-- BEGIN Document text --

This craziness is breaking out all over the arts. Ruth Mackenzie has just been summarily fired as director of the Châtelet in Paris because, she says, she’s not French. And in that case it probably didn’t help that she’s a Commander of the Order of the British Empire (thanks to creating the Cultural Olympiad for our British Olympics, won against the French bid).
At Birchington in Kent the little Powell-Cotton Museum is devoted to the collections of a Victorian big game hunter turned conservationist who took to stuffing his kills and putting them in dioramas. This week its trustees announced that in the wake of BLM it was closing for two years to “decolonise” the collections and “reimagine” the displays, loading in some self-flagellation – “…our collection is steeped in racism and colonial oppression. We would like to apologise for those past actions…”
Are they right? The point of this curious collection, opened in Major Powell-Cotton’s family mansion in 1896 (the family made its fortune from colonial trade), is not so much what’s in it but how and why it was made. It might be based on long-dead colonial principles but it is part of our story, albeit with 36,000 visitors a year a rather small part.
If these are gestures for the Powell-Cotton they are expensive ones, yet can we see the actions of the nationally funded British Museum as anything else?
The BM is based on the collections of the 18th century royal physician and Enlightenment figure Sir Hans Sloane and his portrait bust by one of the greatest of English sculptors, John Rysbrack, stood in the main entrance.
Sloane was married to a tobacco heiress, so the director declared that he had “pushed him off his pedestal” by ordering the bust’s removal to an obscure glass case with other objects tainted by colonialism – “The British Museum has done a lot of work – accelerated and enlarged its work on its own history, the history of empire, the history of colonialism, and also of slavery. These are subjects which need to be addressed, and to be addressed properly. We need to understand our own history” said the director, a German as it happens called Hartwig Fischer. But is Sloane’s eviction going to fulfil that worthy aim? Who even knew his bust was there? Has anyone complained about its absence? Is anybody not coming because he no longer stands in state, or are they staying away because the museum is suddenly seen to be lacking in the relevant acknowledgement of an egregious past? Good luck with addressing the Elgin Marbles, Hartwig.

-- END Document text --
-- BEGIN Information supplied --

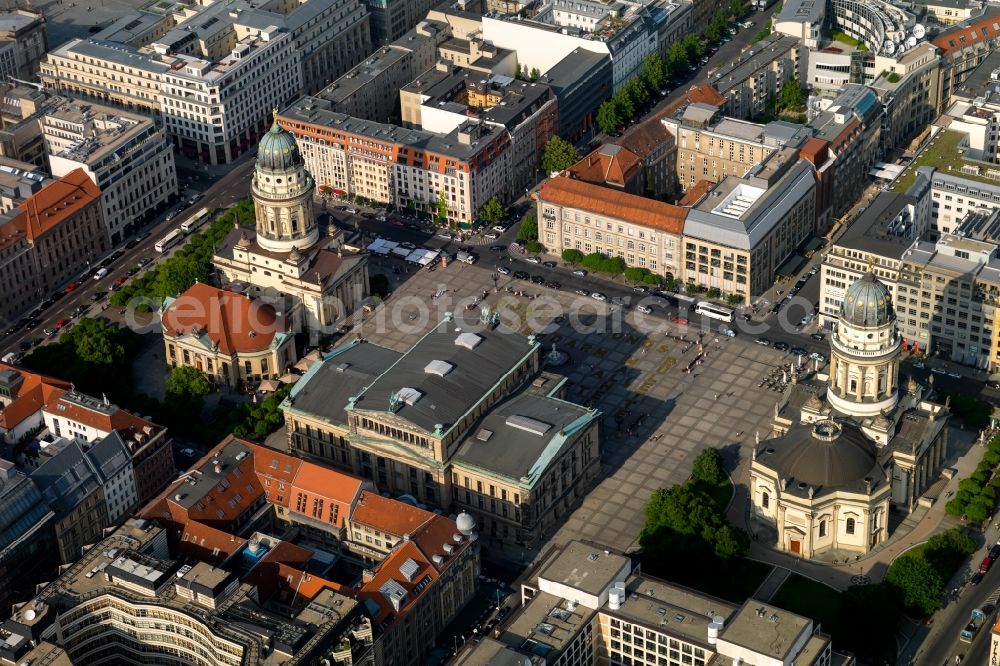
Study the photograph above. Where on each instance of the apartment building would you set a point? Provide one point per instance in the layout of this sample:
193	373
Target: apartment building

-- END Information supplied --

▶ Work to complete:
Carry on the text about museums and colonial history, picking up after its final sentence. The data is separate from the text about museums and colonial history.

▶ Answer for this exercise:
Statues have gone and they won't be missed – the slavers John Hawkins from Plymouth and Edward Colston from Bristol, and the colonialist Cecil Rhodes will go from Oxford in the near future (the university promises); the statue of the slave owner Robert Milligan has gone from London’s Docklands, and in Manchester there’s a move to take down Robert Peel because his father, a Lancashire textile manufacturer, supported slavery. The Daily Telegraph has even provocatively suggested the Tate Galleries be renamed because Henry Tate’s sugar fortune was made in the West Indies, even though he was only 14 years old and a grocer’s delivery boy in Liverpool when slavery was abolished. His bust remains on public display in Tate Britain, apparently unassailed, though the one outside the Tate Library in Brixton has a nasty red splodge on its cheek.
What difference has all this made to our acknowledgement of not just our ancestors’ crimes but understanding why they are crimes now but weren’t then? Do we expunge these images from our national memory, as it seems we have started to do, or replace the panegyrics on their plinths with explanations of their offences? And in doing that do we simply create a national rogues’ gallery to encourage more hate? And how far does this go to righting the terrible wrongs white Britons have done to black Britons and still are doing? These are wrongs you can’t get away with by simply apologising for or rearranging the street furniture.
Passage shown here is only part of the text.